> DO THIS
Locate the line that contains "Target — city skyline" in the entries below. Retype it and all following lines through the final one, character for character.

-- START DATA PROVIDED --

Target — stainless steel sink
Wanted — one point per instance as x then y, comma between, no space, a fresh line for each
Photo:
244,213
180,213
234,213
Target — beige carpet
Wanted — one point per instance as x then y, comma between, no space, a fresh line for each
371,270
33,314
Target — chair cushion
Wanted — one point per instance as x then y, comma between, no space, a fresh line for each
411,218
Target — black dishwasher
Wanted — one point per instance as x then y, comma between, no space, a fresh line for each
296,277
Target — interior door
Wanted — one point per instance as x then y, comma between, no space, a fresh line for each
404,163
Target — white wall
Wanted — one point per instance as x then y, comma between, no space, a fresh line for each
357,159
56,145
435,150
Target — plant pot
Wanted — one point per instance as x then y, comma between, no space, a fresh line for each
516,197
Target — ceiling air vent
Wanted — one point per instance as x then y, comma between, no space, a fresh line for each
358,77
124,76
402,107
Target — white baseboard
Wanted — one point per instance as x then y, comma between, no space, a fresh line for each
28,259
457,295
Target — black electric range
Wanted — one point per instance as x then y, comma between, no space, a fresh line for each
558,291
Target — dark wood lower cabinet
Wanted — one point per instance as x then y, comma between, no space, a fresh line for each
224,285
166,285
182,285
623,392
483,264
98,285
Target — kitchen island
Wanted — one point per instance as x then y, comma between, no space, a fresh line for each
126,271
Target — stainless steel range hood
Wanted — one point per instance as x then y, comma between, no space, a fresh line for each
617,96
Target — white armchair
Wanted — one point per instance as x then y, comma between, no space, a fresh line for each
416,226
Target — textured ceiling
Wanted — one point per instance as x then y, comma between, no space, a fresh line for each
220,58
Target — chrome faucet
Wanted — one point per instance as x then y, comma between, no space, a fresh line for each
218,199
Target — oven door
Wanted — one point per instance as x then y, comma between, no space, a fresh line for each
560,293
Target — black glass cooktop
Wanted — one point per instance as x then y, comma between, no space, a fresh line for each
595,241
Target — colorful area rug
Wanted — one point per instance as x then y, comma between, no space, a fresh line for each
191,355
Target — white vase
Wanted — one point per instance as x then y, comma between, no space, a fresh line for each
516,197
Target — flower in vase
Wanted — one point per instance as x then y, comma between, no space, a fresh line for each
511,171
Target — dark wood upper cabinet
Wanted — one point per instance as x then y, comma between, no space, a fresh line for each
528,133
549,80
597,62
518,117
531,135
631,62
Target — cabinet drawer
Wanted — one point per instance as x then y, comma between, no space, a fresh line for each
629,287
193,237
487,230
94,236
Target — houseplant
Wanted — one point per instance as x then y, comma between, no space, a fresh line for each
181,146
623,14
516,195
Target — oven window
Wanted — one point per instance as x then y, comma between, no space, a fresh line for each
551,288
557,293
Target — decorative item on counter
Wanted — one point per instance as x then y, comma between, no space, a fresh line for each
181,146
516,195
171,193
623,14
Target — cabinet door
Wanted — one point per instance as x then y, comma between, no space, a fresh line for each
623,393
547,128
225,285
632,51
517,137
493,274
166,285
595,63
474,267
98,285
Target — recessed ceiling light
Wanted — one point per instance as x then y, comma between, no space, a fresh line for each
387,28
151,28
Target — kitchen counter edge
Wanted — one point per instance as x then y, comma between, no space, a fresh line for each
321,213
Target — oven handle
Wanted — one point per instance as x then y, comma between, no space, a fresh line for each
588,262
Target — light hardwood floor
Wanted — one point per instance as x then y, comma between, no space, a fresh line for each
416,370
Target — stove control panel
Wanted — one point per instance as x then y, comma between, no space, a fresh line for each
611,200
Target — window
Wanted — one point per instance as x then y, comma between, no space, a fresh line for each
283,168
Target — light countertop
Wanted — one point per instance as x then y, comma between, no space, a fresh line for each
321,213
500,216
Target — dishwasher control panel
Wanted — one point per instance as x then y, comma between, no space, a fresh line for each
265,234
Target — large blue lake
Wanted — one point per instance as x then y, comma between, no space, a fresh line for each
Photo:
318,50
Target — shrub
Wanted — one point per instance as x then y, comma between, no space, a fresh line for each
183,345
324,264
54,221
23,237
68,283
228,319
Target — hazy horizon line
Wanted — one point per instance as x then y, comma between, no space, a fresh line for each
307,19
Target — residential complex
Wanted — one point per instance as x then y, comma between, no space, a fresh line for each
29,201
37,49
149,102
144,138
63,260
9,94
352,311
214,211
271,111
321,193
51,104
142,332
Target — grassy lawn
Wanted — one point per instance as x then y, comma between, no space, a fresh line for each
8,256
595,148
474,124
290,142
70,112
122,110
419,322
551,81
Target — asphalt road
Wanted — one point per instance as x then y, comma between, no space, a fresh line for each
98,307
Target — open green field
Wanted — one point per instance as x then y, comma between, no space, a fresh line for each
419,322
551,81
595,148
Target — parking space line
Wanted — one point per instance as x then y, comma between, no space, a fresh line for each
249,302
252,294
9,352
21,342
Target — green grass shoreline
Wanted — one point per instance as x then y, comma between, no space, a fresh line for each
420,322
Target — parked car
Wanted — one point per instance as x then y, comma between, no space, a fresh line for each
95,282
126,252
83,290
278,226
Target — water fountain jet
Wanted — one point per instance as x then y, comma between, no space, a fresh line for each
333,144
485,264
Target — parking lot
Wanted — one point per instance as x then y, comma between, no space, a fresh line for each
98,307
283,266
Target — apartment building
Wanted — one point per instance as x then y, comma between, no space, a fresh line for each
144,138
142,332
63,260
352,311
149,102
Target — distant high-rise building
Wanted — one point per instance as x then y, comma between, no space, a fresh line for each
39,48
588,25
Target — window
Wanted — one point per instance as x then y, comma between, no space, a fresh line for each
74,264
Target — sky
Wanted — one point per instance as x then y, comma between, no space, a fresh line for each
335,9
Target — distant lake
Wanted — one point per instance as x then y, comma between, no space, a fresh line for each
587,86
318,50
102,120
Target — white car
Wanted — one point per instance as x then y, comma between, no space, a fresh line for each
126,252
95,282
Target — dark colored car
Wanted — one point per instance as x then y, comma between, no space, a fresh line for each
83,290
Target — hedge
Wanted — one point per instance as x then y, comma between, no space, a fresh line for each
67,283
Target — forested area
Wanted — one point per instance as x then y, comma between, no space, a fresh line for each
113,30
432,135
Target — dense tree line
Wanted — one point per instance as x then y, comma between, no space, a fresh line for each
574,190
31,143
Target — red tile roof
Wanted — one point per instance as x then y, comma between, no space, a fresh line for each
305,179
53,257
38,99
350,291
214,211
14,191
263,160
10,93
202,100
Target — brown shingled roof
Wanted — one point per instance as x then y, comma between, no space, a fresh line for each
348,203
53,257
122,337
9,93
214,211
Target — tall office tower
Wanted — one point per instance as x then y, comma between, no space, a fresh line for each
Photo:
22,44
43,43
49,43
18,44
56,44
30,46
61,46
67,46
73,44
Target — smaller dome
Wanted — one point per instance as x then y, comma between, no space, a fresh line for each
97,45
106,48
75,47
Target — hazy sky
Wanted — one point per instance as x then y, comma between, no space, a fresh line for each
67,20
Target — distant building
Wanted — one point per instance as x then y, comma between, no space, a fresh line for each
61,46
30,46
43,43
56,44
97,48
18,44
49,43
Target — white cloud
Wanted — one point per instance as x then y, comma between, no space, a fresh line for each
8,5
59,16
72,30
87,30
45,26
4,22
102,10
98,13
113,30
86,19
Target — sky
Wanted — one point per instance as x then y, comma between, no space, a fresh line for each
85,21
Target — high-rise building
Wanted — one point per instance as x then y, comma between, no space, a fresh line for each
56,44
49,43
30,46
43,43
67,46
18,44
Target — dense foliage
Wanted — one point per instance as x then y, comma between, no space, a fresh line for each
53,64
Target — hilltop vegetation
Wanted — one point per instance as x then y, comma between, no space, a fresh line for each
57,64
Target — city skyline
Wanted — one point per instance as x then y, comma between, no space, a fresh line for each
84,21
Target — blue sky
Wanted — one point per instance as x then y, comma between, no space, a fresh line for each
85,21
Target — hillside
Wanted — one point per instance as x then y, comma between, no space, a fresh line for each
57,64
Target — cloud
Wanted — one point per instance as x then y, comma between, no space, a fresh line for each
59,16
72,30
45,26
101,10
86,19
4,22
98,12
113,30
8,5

-- END DATA PROVIDED --

> SOLUTION
Target — city skyline
Wanted — one point per instance as x then y, comma between, no space, a fresh line for each
84,21
Target — blue sky
Wanted — one point per instance as x then y, comma between, no space, a fresh line for each
85,21
Target — hillside
Wanted — one point per instance as x then y, comma between, no space, a fresh line for each
57,64
Target — cloud
Wanted — one point per instance as x then y, comma between, no space, a fresh line for each
59,16
72,30
45,26
101,10
86,19
4,22
98,12
113,30
8,5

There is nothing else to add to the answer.